Segmentation labeling items:
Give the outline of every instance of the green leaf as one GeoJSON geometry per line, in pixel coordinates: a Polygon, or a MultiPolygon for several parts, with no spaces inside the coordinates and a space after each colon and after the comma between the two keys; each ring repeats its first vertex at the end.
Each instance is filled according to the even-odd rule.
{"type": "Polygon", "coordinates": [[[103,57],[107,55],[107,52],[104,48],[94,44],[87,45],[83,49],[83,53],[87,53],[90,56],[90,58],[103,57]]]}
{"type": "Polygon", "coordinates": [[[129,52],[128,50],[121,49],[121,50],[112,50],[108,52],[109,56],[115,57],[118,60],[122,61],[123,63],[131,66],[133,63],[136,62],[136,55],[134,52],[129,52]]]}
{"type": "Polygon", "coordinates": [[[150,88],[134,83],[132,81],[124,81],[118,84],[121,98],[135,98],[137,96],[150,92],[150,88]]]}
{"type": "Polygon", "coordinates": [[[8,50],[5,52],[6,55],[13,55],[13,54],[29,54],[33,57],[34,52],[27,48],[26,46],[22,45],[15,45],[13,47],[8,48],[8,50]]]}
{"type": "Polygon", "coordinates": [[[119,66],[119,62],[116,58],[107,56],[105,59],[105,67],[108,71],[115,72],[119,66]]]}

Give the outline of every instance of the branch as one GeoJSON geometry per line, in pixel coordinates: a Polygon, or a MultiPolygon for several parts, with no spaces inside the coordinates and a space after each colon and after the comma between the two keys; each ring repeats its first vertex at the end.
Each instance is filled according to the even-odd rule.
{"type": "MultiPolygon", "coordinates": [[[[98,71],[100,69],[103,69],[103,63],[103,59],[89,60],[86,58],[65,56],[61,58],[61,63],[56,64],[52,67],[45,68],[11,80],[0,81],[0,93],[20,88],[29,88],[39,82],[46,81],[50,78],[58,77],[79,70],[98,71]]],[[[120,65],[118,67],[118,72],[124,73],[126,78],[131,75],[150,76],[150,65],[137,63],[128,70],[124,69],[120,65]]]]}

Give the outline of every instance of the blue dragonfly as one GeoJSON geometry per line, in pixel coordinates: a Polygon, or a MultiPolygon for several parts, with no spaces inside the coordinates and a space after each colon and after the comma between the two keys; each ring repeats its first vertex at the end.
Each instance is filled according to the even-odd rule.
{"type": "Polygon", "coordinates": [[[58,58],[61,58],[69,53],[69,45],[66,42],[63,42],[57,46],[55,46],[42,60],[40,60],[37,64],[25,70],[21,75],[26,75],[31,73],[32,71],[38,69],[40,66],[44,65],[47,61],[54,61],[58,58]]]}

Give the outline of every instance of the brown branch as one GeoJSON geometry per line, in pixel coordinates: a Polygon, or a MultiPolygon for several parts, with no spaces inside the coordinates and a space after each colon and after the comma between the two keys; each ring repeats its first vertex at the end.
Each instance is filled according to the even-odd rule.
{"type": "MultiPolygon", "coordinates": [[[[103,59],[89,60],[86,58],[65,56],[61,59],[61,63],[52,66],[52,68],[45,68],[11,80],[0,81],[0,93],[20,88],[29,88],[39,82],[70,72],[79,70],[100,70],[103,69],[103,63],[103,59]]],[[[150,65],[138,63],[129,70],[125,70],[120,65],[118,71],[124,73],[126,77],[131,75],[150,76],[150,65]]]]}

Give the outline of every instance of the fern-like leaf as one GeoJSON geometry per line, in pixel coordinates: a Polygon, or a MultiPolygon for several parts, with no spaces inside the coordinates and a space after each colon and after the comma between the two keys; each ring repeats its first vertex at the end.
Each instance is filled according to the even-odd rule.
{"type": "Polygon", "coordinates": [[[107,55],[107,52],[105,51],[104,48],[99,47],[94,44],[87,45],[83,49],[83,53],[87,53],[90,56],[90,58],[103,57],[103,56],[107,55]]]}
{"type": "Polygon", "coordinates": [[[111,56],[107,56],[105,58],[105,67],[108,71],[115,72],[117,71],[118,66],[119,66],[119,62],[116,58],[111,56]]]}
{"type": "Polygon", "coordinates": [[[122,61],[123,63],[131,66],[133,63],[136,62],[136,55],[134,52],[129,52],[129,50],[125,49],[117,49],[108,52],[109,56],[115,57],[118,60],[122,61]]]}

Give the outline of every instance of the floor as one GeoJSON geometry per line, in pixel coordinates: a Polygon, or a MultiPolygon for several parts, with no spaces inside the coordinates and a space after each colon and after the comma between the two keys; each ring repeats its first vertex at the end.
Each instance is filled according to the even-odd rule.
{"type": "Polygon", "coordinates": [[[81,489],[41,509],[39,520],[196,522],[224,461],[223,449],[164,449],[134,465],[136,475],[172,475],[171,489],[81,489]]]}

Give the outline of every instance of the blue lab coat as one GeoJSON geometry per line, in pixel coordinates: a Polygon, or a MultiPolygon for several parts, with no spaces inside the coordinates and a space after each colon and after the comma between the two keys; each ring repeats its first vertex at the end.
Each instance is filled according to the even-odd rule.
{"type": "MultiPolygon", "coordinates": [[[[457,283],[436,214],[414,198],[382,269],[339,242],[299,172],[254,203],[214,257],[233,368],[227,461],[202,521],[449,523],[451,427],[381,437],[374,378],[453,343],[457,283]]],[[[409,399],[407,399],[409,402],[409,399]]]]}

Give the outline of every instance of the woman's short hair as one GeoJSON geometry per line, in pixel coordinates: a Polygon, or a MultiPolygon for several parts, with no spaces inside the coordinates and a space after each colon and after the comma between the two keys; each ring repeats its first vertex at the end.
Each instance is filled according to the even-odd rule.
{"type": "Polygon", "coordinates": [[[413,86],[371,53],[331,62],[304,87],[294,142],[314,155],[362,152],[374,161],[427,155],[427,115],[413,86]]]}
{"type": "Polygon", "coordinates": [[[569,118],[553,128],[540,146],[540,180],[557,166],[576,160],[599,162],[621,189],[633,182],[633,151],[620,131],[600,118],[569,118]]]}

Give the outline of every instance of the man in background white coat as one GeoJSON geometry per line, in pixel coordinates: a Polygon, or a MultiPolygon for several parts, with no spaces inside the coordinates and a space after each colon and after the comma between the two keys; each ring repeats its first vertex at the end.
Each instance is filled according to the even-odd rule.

| REQUEST |
Copy the records from the line containing "Give the outline of every instance of the man" through the final line of the records, with both of those lines included and every character unchanged.

| REPLY TO THE EXERCISE |
Give the outline of every instance of the man in background white coat as one GeoJSON geometry per line, in pixel coordinates: a Polygon, or a MultiPolygon for several parts, with no spaces inside the coordinates and a space after each colon and after the comma between the two keys; each ring repeats its first vertex at the end.
Each instance is filled according to the even-odd rule.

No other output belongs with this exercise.